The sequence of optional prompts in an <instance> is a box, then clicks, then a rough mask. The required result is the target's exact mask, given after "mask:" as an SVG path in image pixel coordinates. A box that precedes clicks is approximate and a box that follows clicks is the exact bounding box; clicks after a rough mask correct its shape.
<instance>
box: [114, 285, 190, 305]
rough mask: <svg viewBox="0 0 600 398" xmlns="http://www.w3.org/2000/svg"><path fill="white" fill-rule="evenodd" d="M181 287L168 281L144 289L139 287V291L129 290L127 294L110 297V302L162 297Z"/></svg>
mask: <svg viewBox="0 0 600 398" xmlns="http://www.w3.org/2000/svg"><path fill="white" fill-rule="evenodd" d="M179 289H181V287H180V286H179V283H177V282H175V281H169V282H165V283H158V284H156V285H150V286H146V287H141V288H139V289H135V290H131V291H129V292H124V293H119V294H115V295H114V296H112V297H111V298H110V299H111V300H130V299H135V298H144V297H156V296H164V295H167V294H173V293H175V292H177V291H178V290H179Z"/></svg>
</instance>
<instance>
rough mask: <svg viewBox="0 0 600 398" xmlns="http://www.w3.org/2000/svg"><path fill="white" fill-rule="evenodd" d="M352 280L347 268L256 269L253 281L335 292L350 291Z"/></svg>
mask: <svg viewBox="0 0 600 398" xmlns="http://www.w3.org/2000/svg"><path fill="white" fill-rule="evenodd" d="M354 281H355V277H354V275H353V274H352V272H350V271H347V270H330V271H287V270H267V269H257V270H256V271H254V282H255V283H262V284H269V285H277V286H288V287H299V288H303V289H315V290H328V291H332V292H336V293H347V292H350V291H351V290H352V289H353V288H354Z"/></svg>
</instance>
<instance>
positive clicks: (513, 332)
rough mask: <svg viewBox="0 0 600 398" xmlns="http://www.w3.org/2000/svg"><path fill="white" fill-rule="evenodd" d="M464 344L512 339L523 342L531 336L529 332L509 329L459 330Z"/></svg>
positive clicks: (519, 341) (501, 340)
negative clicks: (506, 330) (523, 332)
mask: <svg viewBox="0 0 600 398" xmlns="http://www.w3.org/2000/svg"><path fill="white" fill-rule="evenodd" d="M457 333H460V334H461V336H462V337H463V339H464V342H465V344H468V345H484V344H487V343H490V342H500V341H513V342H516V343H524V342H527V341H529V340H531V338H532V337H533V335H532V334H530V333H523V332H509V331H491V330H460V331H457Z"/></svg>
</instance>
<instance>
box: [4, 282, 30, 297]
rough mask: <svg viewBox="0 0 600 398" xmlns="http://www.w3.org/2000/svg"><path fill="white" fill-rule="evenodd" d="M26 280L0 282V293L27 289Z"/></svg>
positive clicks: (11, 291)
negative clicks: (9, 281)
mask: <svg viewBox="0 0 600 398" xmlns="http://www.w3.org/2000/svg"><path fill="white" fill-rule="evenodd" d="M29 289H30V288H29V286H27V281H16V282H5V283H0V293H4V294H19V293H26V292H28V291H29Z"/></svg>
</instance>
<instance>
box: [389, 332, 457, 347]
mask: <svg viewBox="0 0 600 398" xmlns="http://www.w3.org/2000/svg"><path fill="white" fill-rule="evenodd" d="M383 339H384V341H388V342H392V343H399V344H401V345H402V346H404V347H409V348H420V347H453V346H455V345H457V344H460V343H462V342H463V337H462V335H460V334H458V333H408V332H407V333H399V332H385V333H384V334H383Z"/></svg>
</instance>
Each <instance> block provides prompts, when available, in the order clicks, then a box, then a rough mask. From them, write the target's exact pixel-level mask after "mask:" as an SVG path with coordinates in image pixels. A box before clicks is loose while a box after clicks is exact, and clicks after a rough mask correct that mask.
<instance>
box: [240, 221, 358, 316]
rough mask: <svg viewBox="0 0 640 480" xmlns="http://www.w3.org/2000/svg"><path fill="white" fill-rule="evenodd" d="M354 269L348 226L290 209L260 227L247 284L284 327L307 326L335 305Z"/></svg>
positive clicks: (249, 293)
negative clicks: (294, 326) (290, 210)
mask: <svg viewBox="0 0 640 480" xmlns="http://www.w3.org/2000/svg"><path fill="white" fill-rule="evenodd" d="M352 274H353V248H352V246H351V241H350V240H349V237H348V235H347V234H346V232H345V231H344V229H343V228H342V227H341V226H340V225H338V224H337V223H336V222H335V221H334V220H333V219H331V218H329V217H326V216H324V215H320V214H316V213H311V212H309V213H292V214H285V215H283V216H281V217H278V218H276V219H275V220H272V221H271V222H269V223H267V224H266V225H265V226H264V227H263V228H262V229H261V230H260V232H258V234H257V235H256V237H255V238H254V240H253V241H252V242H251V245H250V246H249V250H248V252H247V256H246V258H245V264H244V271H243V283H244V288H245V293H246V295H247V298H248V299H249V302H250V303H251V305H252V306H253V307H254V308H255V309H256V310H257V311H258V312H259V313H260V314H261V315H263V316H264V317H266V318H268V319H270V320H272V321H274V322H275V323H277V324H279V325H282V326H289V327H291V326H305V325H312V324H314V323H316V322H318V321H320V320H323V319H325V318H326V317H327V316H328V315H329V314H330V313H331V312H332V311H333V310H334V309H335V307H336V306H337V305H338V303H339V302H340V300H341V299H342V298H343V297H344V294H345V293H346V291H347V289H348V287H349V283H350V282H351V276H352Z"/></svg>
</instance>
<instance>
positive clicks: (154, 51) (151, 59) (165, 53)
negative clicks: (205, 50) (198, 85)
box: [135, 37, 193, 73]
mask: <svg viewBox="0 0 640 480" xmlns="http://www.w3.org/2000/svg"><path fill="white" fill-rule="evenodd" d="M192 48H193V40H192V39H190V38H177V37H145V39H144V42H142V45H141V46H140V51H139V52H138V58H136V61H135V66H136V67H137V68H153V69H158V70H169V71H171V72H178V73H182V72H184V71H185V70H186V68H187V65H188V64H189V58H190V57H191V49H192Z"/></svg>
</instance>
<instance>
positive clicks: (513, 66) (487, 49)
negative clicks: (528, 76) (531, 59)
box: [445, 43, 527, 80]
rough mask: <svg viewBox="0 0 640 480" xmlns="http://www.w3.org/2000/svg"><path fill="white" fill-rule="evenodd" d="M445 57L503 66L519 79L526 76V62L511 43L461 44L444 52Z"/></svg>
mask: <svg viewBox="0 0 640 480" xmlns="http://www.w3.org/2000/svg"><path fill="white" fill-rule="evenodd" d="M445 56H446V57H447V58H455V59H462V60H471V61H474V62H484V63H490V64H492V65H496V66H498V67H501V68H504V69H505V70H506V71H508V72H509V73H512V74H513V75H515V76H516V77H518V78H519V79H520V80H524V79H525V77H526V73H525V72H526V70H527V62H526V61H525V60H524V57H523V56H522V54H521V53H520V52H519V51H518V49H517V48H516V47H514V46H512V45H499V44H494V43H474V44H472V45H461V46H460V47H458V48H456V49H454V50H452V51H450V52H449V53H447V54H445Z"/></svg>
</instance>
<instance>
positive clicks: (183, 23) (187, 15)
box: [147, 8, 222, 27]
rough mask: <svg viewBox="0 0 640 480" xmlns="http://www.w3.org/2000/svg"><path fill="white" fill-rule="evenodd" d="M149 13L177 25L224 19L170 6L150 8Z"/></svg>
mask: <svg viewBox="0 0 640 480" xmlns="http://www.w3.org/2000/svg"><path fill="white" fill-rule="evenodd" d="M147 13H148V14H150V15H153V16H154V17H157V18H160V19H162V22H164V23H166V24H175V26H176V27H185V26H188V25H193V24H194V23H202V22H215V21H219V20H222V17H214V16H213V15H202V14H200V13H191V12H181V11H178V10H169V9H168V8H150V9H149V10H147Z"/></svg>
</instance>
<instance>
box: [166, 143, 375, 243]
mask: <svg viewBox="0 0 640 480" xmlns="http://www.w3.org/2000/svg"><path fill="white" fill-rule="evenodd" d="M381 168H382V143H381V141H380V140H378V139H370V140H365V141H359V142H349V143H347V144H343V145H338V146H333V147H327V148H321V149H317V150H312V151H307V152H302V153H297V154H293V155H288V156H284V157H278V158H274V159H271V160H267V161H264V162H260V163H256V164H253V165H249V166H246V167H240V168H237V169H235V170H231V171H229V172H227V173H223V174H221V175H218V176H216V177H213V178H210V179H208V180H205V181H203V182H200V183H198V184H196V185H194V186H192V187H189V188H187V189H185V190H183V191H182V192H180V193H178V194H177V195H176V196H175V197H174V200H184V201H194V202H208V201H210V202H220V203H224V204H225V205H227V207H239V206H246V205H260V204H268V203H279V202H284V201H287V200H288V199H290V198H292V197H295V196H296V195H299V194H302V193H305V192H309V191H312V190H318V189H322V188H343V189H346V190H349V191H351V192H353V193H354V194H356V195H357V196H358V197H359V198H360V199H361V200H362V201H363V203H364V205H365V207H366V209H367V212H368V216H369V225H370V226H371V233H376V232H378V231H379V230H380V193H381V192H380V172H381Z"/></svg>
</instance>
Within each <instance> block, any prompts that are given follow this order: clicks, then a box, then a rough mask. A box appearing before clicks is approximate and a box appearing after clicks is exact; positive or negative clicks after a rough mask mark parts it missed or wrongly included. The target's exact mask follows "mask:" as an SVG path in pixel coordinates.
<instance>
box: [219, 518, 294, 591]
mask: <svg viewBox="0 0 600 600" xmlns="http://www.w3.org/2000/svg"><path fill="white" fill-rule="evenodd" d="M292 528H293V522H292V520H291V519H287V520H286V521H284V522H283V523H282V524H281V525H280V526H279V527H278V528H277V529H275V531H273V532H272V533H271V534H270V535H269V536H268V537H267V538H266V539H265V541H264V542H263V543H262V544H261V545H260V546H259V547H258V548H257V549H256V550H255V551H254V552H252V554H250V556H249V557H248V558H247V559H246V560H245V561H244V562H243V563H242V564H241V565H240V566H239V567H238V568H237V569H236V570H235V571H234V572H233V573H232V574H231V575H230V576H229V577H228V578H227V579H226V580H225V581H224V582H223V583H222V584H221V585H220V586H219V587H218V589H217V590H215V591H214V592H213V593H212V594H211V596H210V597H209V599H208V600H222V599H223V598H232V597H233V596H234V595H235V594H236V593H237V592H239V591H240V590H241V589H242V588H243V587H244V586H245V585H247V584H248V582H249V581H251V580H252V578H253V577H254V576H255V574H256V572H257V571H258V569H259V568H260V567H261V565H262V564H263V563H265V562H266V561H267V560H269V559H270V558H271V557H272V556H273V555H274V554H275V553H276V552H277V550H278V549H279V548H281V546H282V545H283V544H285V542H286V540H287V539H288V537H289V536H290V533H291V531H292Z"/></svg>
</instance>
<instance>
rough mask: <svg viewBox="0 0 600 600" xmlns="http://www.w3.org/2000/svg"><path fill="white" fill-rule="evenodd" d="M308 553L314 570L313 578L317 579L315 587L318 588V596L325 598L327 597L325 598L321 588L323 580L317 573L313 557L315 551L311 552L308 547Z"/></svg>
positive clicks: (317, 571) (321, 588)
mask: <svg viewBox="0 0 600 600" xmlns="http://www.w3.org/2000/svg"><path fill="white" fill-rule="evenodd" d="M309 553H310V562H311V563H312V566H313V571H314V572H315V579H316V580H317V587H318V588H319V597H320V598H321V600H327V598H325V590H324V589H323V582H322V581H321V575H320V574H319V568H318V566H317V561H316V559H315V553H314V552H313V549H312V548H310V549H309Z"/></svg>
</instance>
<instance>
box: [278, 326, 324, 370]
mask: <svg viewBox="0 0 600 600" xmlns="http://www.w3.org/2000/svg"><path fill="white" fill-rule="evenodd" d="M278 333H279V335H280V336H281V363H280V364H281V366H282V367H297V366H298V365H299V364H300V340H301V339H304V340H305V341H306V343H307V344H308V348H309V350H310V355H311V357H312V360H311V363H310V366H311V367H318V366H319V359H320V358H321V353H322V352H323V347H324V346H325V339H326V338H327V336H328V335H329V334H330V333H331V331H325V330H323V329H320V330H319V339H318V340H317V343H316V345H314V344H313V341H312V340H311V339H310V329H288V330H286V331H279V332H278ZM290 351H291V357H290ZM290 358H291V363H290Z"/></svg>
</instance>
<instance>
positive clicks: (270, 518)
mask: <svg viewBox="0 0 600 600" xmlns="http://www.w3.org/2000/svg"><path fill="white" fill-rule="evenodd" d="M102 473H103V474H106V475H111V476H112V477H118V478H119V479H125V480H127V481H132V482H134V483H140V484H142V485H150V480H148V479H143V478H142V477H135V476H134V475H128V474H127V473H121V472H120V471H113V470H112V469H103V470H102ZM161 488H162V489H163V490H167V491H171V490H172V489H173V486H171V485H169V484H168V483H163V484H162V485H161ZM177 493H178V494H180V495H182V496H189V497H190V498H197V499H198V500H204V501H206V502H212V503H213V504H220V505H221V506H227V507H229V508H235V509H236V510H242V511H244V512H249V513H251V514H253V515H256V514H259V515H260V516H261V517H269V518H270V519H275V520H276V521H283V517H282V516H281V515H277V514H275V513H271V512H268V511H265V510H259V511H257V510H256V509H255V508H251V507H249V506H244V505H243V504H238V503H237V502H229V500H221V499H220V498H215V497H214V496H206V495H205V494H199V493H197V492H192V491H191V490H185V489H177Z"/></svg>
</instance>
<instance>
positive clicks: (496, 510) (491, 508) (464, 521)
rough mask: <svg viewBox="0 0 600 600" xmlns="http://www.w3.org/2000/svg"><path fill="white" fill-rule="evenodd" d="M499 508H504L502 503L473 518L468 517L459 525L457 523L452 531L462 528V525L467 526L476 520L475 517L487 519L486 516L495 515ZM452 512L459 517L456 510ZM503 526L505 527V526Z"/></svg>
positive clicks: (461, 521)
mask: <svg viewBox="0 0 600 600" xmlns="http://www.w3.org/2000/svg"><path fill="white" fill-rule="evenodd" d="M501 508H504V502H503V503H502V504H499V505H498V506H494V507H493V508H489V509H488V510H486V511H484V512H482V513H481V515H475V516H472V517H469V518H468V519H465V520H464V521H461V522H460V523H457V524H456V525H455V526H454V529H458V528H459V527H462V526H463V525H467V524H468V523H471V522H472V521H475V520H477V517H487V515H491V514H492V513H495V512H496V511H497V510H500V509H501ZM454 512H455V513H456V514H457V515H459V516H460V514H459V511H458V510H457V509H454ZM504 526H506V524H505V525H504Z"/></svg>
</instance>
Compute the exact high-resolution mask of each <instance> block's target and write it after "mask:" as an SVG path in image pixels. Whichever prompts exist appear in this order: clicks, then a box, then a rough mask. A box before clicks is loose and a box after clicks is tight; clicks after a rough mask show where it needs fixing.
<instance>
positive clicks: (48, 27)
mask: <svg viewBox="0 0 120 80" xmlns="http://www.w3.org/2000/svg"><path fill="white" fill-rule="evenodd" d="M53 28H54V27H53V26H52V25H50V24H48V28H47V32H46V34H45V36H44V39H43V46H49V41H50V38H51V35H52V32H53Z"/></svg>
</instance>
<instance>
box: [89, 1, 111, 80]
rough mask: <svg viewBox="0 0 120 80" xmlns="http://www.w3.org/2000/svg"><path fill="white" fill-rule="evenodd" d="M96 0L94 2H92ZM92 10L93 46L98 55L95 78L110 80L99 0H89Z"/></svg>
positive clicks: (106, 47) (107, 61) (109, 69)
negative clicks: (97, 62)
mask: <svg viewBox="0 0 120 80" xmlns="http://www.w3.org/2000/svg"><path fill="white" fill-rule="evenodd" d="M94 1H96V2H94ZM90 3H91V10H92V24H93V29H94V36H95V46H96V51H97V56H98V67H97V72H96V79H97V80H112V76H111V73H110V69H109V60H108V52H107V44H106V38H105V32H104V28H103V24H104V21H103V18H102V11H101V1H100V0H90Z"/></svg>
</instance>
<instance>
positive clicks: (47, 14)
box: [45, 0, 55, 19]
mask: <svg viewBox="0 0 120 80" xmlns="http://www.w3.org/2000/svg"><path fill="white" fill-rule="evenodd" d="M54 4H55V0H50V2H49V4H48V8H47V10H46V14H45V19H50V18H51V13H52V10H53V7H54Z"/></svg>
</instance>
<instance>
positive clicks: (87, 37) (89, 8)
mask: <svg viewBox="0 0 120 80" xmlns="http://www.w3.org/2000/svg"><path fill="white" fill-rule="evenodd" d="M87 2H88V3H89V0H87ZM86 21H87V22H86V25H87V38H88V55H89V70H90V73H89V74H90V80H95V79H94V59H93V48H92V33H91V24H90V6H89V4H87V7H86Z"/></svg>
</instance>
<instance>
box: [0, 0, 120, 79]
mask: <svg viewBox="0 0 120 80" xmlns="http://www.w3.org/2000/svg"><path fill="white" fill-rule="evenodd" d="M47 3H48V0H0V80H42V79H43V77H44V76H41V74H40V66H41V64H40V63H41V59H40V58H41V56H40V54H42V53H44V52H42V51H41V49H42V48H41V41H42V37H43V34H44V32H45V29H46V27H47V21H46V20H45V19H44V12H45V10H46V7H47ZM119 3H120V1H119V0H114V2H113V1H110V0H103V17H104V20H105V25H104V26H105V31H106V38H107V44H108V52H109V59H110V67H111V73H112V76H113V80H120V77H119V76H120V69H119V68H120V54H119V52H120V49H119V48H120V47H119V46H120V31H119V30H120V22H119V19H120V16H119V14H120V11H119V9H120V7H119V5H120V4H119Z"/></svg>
+++++
• **Problem statement**:
Transcribe exactly, and only, the lines from the opening line of the records through the line containing "positive clicks: (513, 332)".

• **Answer section**:
The sequence of optional prompts in an <instance> is a box, then clicks, then a rough mask. The required result is the target's exact mask, given after "mask:" as an SVG path in image pixel coordinates. A box that precedes clicks is approximate and a box that follows clicks is the exact bounding box; clicks after a rough mask correct its shape.
<instance>
box: [114, 285, 190, 305]
rough mask: <svg viewBox="0 0 600 398" xmlns="http://www.w3.org/2000/svg"><path fill="white" fill-rule="evenodd" d="M181 287L168 281L144 289L139 287V291L129 290L127 294L110 297V302L162 297Z"/></svg>
mask: <svg viewBox="0 0 600 398" xmlns="http://www.w3.org/2000/svg"><path fill="white" fill-rule="evenodd" d="M179 289H181V287H180V286H179V283H177V282H175V281H169V282H165V283H158V284H156V285H150V286H146V287H141V288H139V289H135V290H131V291H129V292H124V293H119V294H115V295H114V296H112V297H111V298H110V299H111V300H130V299H135V298H144V297H156V296H164V295H167V294H173V293H175V292H177V291H178V290H179Z"/></svg>
</instance>
<instance>
rough mask: <svg viewBox="0 0 600 398" xmlns="http://www.w3.org/2000/svg"><path fill="white" fill-rule="evenodd" d="M352 280L347 268L256 269L253 281L335 292L350 291Z"/></svg>
mask: <svg viewBox="0 0 600 398" xmlns="http://www.w3.org/2000/svg"><path fill="white" fill-rule="evenodd" d="M354 281H355V277H354V275H353V274H352V272H350V271H347V270H330V271H287V270H267V269H257V270H256V271H254V282H255V283H262V284H269V285H277V286H288V287H299V288H303V289H315V290H328V291H332V292H336V293H347V292H350V291H351V290H352V289H353V288H354Z"/></svg>
</instance>
<instance>
positive clicks: (513, 332)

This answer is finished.